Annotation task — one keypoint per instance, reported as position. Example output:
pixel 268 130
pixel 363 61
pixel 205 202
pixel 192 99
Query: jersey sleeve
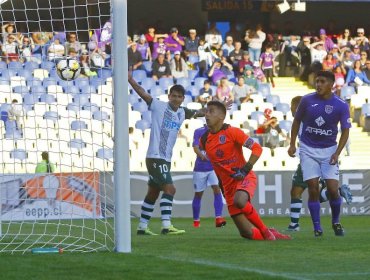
pixel 345 120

--- Exercise details ---
Although the records above contain pictures, your copy should give only their text, exactly as written.

--- Response to this exercise ---
Annotation task — one keypoint per instance, reported as position. Example output:
pixel 268 130
pixel 363 61
pixel 205 202
pixel 192 99
Query: jersey sleeve
pixel 345 120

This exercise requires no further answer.